Valor Econômico, Opinião, p. A13 - 07/11/2017
Com fogo não se brinca
Queimadas e incêndios representam a fonte principal de contribuição do país para o aquecimento global. Evitar e combater as queimadas nos parques e reservas nacionais é essencial para preservar a biodiversidade e reduzir o aquecimento global
Jussara Utsch
São cada dia mais alarmantes os números dos relatórios diários do Programa Queimadas do Instituto Nacional de Pesquisas Espaciais (Inpe), que monitora focos de incêndios em áreas florestais do Brasil por satélites.
Setembro foi especialmente crítico, com a maior incidência já registrada nesse período do ano: 95.046 focos, ante 94.516 em setembro de 2007. De acordo com os relatórios do Inpe, o acumulado de janeiro a outubro de 2017 corresponde a mais de 214 mil focos e supera o total dos 12 meses do ano passado.
Esta situação crítica afeta todos os biomas brasileiros, especialmente Amazônia e Cerrado. O Pará é o Estado com maior número de queimadas registrado até outubro. No Amazonas, o fogo atingiu 35 mil hectares do Parque Nacional dos Campos Amazônicos e da Terra Indígena Tenharim Marmelos. Em Mato Grosso, ocorreram três incêndios dentro de Unidades de Conservação (UCs), um deles na Chapada dos Guimarães que obrigou o fechamento de pontos turísticos como o Circuito das Cachoeiras. No último ano o fogo e o desmatamento destruíram quase 6.000 km2 na Amazônia e ainda mais no Cerrado, que já perdeu metade de sua área verde original.
Segundo o Inpe, mais de 90% dos incêndios são causados por negligência ou eventos intencionais. O fogo é o caminho mais fácil para converter uma área em pasto ou plantio. Faz parte do ciclo de expansão da fronteira agrícola e é admitido desde que empregado de forma controlada e em locais permitidos. No entanto, o que se tem visto é a utilização de forma indiscriminada, em áreas protegidas.
Por onde passa o fogo deixa um rastro de destruição: desmatamento, prejuízos financeiros e materiais, perda de espécies da fauna e da flora, degradação do solo e até problemas de saúde para a população. Não bastasse tudo isso é preciso contabilizar também o impacto no aquecimento global. Dados do Sistema de Estimativas de Emissões de Gases de Efeito Estufa (SEEG) mostram que incêndios florestais e desmatamentos contribuíram com 51% do total nacional de emissões desses gases entre 1990 e 2014. Com a ratificação do Acordo de Paris, o Brasil assumiu o compromisso de cortar as emissões de gases de efeito estufa em 37% até 2025, e em 43% até 2030. Deste modo o combate aos incêndios florestais deveria ser considerado estratégico, porque é a maneira mais rápida e efetiva de combater as mudanças climáticas.

Dados fornecidos:
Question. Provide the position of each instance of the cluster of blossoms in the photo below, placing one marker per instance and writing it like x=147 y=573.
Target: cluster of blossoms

Instruções:
(1) Responda com base no texto sobre as queimadas:
(a) Quantos focos de incêndio foram registrados em setembro?
(b) Qual Estado teve o maior número de queimadas registrado até outubro?
(c) Segundo o SEEG, com que percentual do total nacional de emissões de gases de efeito estufa os incêndios florestais e desmatamentos contribuíram entre 1990 e 2014?
(2) No texto sobre as queimadas, substitua "rastro de destruição" por "rastro de devastação" e reescreva o trecho que começa em "Por onde passa" e vai até "as mudanças climáticas.".

Respostas completas:
(1)
(a) 95.046 focos.
(b) O Pará.
(c) Com 51%.

(2)
Por onde passa o fogo deixa um rastro de devastação: desmatamento, prejuízos financeiros e materiais, perda de espécies da fauna e da flora, degradação do solo e até problemas de saúde para a população. Não bastasse tudo isso é preciso contabilizar também o impacto no aquecimento global. Dados do Sistema de Estimativas de Emissões de Gases de Efeito Estufa (SEEG) mostram que incêndios florestais e desmatamentos contribuíram com 51% do total nacional de emissões desses gases entre 1990 e 2014. Com a ratificação do Acordo de Paris, o Brasil assumiu o compromisso de cortar as emissões de gases de efeito estufa em 37% até 2025, e em 43% até 2030. Deste modo o combate aos incêndios florestais deveria ser considerado estratégico, porque é a maneira mais rápida e efetiva de combater as mudanças climáticas.